Russland äußert seit Längerem Gebietsansprüche und ist nun bereit, sich diese auch militärisch nehmen zu wollen. Die lange als selbstverständlich geglaubte Friedensdividende scheint der Vergangenheit anzugehören.

China wird ebenfalls ein großes Machtstreben zugesprochen. China erkennt Taiwan nicht als eigenständigen Staat an und es wird befürchtet, dass China diesen Anspruch auch in Zukunft in die Realität umsetzen möchte.

Das eher liberale Hongkong wurde 1997 offiziell an China als Sonderverwaltungsregion übergeben. Seitdem wurde es dort eher restriktiver, Oppositionelle wurden inhaftiert.

Russland wendet sich nun mehr China als dem Westen zu. Oder: China wendet sich weniger ab als der Westen. So scheinen in der Welt andere Allianzen gebildet zu werden.

Und was ist, wenn Sanktionen des Westens gegen China aufgefahren werden müssten? Die Wirtschaften sind noch stärker miteinander verzahnt, die Auswirkungen - abseits von Energie - wären wohl noch stärker.

» Einträge im Datensatz

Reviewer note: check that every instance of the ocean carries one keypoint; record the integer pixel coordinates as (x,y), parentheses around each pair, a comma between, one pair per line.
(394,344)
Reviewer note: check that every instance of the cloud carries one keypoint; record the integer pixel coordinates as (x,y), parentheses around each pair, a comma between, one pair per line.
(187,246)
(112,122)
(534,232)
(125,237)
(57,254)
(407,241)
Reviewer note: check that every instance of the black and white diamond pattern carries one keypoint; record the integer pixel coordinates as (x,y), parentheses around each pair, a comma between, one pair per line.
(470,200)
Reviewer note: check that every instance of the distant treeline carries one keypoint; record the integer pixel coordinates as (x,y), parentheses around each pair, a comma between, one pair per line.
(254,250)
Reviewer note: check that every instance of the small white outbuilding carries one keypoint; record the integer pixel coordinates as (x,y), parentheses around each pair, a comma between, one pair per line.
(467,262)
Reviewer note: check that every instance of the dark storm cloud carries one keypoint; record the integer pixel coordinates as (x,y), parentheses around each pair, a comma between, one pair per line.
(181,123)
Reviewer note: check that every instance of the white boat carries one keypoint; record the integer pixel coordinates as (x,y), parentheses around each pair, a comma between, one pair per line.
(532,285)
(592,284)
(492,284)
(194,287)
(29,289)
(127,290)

---

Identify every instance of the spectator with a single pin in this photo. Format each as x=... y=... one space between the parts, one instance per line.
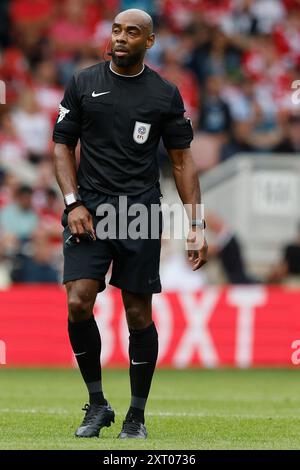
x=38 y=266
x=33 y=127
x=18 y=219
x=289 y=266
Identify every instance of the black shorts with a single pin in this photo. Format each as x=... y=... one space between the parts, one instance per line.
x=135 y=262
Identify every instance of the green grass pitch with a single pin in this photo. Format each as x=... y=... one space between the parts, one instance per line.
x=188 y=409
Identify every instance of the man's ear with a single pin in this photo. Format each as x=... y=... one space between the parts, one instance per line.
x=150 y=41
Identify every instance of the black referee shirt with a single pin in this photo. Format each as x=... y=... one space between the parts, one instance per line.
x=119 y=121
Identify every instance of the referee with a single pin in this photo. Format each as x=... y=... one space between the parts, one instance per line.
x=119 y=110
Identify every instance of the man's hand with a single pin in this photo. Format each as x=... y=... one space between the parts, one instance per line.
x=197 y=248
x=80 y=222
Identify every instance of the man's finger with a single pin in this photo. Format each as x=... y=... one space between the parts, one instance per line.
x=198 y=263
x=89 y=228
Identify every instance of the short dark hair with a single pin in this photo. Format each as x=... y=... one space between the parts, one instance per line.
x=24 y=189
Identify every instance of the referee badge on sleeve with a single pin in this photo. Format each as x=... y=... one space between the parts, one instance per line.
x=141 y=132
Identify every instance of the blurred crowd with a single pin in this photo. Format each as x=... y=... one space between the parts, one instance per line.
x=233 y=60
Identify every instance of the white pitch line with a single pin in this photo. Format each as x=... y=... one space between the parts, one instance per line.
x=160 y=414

» Deine Aufgaben
1) In welchem Jahr wurde Hongkong laut dem Textausschnitt an China übergeben?
2) Schreib den Textausschnitt über Russland, China und den Westen nach seinem letzten Satz weiter.

» Antworten dazu
1) 1997, offiziell als Sonderverwaltungsregion.

2)
Auch jetzt schon ist es schwierig direkt in chinesische Aktien zu investieren. Oftmals führt der Weg über ADRs (American Depositary Receipts), die in den USA gelistet sind und eine chinesische Aktie verbriefen.

Umfrage unter Deutschlands Elite - August 2022

Das Wirtschaftsmagazin Capital hat unterschiedliche Fragen zu China an Führungskräfte aus Wirtschaft und Politik gestellt. Diese verdeutlichen den Eindruck, dass der Umgang mit China schwieriger wird.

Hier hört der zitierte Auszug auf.